═══ RECORDS SUPPLIED ═══

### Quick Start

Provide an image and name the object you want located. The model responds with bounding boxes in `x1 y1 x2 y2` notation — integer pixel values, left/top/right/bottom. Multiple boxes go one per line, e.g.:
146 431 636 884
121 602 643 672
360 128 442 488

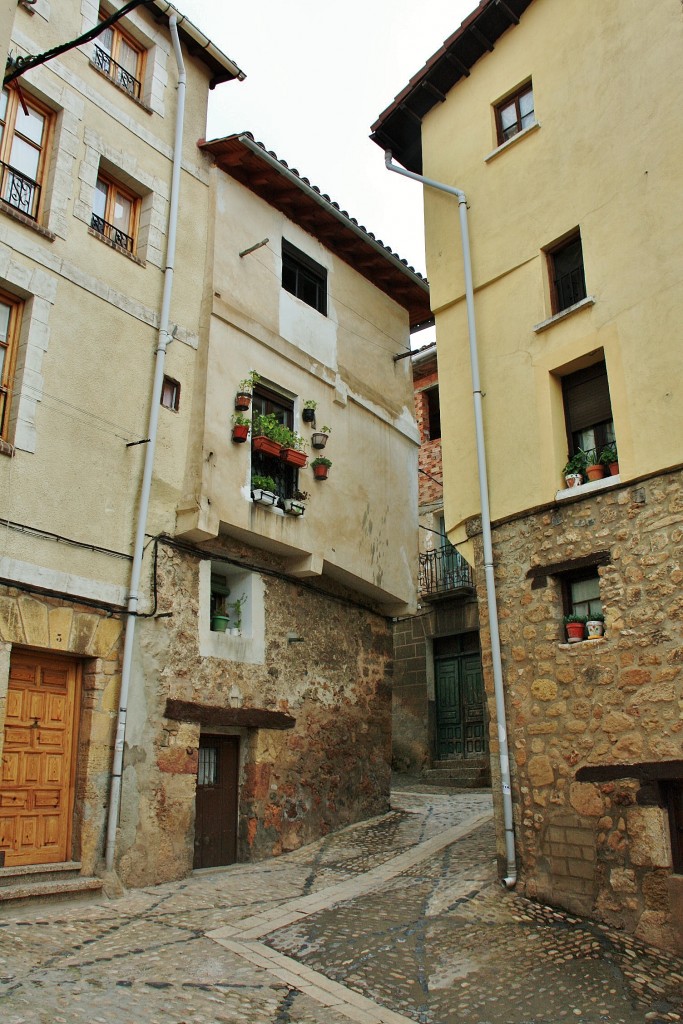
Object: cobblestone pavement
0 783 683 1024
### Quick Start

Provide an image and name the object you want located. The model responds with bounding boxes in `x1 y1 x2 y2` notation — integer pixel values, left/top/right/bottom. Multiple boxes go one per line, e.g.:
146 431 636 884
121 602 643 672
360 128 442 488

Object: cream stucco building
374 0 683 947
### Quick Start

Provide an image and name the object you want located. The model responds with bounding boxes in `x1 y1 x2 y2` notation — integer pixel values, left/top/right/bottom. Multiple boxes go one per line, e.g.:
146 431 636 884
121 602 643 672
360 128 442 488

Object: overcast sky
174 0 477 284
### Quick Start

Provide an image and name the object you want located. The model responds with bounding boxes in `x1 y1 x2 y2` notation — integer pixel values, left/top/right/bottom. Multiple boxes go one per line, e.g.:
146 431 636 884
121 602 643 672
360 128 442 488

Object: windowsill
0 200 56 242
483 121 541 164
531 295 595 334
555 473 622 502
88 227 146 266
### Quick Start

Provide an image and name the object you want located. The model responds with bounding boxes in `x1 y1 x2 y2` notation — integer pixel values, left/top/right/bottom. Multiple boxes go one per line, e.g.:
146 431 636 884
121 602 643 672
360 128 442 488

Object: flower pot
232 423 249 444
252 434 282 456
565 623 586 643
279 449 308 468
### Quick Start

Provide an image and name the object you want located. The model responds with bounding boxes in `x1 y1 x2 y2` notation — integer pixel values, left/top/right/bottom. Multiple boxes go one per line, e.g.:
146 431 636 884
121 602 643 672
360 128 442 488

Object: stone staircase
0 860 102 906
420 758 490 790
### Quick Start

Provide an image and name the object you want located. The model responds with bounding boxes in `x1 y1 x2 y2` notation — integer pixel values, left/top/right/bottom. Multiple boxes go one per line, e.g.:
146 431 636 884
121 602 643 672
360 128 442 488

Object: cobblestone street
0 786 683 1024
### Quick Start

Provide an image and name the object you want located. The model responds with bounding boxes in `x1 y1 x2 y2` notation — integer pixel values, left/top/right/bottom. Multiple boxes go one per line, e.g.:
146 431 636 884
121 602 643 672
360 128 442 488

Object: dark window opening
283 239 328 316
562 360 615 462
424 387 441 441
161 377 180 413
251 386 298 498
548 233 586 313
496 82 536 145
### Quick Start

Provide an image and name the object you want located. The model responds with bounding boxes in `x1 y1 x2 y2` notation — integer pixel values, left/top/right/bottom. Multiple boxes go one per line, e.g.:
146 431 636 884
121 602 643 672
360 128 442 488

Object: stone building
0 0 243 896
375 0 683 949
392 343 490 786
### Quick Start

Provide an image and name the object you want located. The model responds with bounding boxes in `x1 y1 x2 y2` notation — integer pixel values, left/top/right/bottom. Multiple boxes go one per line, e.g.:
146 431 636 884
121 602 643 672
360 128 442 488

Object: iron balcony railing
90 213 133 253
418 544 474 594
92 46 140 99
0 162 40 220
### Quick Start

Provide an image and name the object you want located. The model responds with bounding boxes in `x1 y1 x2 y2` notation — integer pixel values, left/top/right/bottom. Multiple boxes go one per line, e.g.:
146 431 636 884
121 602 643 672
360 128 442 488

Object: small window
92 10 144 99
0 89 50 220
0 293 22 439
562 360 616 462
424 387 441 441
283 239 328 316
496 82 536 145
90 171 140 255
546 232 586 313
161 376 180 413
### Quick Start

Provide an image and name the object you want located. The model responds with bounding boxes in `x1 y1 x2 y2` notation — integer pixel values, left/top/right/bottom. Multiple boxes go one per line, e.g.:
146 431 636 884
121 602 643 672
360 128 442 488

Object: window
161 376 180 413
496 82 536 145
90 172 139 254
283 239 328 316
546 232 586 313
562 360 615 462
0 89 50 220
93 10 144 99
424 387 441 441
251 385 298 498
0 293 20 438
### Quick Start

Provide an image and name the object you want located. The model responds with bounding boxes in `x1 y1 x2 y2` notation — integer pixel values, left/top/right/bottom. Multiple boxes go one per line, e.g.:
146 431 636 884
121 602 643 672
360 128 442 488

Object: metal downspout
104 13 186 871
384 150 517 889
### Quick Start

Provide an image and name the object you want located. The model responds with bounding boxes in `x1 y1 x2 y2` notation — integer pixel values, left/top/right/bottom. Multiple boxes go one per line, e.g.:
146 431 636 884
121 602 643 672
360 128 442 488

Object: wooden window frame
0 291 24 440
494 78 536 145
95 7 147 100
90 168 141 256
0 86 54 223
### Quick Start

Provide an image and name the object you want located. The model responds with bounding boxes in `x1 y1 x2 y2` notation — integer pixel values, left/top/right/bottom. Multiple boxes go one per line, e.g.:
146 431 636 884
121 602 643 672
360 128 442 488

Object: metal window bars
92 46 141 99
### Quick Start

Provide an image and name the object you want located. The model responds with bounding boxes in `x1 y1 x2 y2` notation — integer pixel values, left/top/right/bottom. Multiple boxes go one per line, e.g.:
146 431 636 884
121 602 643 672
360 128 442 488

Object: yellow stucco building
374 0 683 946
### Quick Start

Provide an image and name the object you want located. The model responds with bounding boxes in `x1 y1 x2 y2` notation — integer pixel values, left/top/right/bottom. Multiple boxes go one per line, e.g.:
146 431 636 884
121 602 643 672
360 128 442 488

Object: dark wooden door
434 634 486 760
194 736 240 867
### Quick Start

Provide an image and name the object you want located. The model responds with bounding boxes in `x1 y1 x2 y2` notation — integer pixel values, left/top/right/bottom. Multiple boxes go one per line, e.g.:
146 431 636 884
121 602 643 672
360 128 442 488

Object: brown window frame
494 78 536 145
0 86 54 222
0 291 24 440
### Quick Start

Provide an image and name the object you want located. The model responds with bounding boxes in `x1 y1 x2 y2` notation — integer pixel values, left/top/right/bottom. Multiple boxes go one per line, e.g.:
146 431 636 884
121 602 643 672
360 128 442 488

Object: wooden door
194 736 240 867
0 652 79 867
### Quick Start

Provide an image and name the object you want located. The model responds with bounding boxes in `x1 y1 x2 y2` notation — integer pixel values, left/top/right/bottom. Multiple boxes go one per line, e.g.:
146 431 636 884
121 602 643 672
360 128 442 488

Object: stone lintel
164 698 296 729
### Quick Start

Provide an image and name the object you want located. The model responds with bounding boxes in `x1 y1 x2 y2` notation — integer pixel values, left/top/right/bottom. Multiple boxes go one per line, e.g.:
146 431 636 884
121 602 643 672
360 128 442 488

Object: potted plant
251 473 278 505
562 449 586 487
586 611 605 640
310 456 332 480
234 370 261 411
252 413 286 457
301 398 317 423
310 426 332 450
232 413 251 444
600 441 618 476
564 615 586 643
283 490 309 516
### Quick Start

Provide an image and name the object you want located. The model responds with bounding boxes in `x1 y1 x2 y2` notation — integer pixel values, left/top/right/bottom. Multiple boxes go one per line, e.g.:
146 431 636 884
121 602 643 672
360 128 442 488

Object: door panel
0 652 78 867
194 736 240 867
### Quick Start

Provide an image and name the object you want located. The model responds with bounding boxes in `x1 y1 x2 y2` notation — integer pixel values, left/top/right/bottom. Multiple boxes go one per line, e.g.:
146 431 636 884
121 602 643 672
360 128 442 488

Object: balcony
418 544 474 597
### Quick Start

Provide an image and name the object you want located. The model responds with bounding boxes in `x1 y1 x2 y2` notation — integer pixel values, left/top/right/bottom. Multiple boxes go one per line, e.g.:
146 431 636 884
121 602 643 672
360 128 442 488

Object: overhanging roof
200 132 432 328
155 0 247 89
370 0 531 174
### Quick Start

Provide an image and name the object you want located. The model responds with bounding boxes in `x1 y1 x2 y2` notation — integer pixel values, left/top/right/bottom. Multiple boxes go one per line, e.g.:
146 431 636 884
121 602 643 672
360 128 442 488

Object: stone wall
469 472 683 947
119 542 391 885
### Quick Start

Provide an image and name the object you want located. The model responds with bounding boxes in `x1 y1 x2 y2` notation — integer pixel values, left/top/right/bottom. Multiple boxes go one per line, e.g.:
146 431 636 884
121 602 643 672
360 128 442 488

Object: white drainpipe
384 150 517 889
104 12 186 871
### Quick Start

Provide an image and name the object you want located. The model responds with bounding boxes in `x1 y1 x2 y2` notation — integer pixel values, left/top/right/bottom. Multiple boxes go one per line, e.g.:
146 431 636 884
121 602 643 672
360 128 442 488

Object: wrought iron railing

═══

= THE PROBLEM =
List every line of the records above that contains the string "iron".

= REPLY TO THE TASK =
Object: iron balcony railing
Object: wrought iron railing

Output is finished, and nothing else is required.